#### Problem details
Your task is to transcribe the entries below exactly, beginning with the line containing "the woman holding" and ending with the final line, and to add nothing else.

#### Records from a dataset
□ □ □ □ □ □ □

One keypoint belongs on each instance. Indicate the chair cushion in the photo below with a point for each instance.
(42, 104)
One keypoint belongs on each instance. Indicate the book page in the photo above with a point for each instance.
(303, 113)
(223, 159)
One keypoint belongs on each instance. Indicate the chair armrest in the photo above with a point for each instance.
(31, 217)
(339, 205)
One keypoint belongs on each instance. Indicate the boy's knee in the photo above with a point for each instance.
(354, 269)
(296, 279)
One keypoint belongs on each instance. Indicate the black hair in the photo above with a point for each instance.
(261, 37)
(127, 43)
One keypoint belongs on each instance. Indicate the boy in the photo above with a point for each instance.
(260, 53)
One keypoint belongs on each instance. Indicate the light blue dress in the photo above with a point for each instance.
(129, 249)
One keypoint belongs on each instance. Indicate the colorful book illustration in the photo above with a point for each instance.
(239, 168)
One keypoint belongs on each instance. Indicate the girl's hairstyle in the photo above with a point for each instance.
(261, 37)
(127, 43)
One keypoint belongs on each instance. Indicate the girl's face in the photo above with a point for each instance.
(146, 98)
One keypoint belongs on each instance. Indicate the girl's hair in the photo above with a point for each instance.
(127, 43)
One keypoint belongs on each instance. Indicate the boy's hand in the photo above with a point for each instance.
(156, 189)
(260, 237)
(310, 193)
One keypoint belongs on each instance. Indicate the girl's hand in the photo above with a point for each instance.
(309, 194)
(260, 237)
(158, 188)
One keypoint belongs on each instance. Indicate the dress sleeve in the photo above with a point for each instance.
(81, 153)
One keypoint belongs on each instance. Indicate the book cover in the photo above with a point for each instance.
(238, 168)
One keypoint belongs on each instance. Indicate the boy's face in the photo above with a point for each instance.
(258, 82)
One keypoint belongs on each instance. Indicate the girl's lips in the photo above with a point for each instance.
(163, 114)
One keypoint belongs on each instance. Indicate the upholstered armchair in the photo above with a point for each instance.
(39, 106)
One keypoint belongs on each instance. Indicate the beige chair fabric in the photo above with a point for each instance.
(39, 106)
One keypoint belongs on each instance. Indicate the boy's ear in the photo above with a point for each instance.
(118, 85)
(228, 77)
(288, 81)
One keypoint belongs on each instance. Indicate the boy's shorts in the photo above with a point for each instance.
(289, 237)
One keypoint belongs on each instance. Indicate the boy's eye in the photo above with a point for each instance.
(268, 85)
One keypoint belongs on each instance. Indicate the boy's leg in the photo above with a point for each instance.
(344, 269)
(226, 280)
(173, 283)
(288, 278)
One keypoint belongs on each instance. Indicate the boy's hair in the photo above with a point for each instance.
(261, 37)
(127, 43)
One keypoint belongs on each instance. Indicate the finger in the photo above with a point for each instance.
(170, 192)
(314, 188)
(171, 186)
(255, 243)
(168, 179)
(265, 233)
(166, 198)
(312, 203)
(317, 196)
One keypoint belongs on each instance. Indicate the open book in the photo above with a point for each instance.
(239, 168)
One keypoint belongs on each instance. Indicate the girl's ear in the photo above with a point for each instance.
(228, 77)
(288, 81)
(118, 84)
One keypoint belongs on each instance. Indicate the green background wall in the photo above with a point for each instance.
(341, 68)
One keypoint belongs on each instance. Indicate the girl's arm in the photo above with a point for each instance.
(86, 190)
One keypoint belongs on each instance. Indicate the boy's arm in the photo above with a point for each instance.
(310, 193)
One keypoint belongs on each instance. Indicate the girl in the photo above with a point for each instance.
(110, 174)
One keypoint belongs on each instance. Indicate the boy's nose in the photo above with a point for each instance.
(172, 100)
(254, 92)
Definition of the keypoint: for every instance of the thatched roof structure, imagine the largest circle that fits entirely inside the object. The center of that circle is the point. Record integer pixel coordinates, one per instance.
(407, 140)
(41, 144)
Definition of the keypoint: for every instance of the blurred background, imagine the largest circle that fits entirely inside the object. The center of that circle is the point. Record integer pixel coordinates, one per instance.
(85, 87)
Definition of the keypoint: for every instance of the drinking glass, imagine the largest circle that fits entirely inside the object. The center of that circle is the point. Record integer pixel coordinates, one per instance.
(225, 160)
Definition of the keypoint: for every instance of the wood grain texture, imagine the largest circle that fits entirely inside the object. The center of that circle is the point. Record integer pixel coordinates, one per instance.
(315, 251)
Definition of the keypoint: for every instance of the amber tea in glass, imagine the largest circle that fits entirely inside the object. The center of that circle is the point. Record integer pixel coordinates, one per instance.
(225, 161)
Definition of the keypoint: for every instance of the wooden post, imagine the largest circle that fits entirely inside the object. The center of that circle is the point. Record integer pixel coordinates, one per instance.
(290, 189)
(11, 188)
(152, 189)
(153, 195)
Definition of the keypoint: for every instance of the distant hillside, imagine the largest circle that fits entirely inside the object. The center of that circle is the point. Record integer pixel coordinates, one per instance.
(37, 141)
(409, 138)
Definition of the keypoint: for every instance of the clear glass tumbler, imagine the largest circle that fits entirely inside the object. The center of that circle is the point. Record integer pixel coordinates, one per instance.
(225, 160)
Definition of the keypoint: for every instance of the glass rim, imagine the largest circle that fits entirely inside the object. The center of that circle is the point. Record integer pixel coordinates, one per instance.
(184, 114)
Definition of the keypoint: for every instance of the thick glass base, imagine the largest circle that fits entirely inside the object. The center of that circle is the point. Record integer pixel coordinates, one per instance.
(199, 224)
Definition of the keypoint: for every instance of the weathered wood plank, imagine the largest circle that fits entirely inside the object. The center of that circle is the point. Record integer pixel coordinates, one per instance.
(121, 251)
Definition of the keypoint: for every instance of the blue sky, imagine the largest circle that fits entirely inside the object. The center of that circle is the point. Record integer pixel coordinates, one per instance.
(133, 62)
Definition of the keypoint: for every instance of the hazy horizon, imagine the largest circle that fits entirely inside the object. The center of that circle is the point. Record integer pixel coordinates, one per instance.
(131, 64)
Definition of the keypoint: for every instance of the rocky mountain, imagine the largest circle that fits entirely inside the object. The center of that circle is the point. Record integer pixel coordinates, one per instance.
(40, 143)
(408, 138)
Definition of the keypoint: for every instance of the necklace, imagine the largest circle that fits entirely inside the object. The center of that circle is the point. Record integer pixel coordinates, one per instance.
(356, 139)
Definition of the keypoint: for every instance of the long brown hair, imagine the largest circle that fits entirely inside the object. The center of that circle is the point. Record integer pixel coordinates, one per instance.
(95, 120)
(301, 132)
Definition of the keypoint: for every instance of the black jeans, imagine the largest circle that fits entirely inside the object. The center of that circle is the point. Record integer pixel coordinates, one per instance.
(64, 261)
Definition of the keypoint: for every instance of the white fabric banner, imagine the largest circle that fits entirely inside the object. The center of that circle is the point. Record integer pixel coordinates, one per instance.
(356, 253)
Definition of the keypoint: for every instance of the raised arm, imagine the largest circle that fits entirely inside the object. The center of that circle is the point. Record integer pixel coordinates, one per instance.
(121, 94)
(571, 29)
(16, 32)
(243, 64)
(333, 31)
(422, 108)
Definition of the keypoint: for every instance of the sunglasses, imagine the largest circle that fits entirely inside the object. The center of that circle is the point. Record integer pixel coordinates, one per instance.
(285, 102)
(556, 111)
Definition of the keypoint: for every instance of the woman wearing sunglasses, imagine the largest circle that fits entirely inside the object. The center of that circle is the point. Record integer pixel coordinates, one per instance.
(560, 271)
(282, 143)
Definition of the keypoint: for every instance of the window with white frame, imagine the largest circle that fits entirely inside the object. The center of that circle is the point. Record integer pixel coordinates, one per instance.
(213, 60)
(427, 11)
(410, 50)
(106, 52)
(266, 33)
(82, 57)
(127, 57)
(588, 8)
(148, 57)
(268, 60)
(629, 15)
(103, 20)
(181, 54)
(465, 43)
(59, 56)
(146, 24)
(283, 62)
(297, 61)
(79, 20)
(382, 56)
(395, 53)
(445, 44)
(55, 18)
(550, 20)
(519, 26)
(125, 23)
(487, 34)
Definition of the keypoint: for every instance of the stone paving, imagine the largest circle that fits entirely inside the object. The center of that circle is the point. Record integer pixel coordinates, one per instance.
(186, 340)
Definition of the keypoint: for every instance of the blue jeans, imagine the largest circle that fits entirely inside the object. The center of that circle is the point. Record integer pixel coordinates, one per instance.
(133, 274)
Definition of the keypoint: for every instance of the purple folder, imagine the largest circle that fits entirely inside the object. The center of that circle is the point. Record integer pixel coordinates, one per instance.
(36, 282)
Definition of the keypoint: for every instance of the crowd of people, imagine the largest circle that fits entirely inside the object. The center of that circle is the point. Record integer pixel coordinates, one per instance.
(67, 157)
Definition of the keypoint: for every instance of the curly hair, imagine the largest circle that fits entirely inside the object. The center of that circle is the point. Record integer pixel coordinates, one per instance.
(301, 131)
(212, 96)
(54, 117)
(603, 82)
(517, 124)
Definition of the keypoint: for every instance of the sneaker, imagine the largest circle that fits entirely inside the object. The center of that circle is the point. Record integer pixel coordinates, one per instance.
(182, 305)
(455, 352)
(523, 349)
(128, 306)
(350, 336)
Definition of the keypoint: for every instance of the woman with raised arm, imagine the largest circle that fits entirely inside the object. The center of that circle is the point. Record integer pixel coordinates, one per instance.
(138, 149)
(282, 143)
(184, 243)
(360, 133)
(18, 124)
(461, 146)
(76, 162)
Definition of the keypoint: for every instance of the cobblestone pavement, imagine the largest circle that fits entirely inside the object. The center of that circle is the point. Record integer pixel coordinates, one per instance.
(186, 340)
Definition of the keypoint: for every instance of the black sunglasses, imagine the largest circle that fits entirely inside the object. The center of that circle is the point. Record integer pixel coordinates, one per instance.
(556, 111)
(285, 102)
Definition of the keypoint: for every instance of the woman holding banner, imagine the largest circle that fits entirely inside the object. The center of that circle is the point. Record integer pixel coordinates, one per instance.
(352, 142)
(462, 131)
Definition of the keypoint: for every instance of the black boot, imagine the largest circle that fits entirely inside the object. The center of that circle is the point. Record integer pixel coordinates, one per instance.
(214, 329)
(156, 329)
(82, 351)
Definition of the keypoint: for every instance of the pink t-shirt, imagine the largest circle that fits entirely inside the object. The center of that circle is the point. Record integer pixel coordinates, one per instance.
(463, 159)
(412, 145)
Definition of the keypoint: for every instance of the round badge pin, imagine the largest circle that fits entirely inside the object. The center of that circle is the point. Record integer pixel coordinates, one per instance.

□ □ □ □ □ □ □

#### Full solution
Definition of the keypoint: for every instance of the woman holding banner, imagine the largest circle that fits entirely inside the object. The center of that circle is the point. Record integer pixel coordinates, one per instance.
(352, 142)
(462, 131)
Definition of the keypoint: for every instance of the black boot, imagine the largest circle that fits entirely inside the object. The center of that circle is the point. Record integer pixel coordinates, one per instance.
(214, 329)
(156, 329)
(82, 351)
Definition of the keypoint: for every instance of the pink t-shirt, imagine the largest circle that fits entirely inside the object. The center of that circle is the point. Record integer pixel coordinates, one per instance.
(463, 159)
(412, 145)
Definition of the keypoint: for every instance of the round badge pin, imagine the largest circle that fits entirely inside the object. The center of that circle is the point. Record integer pixel coordinates, one per instance.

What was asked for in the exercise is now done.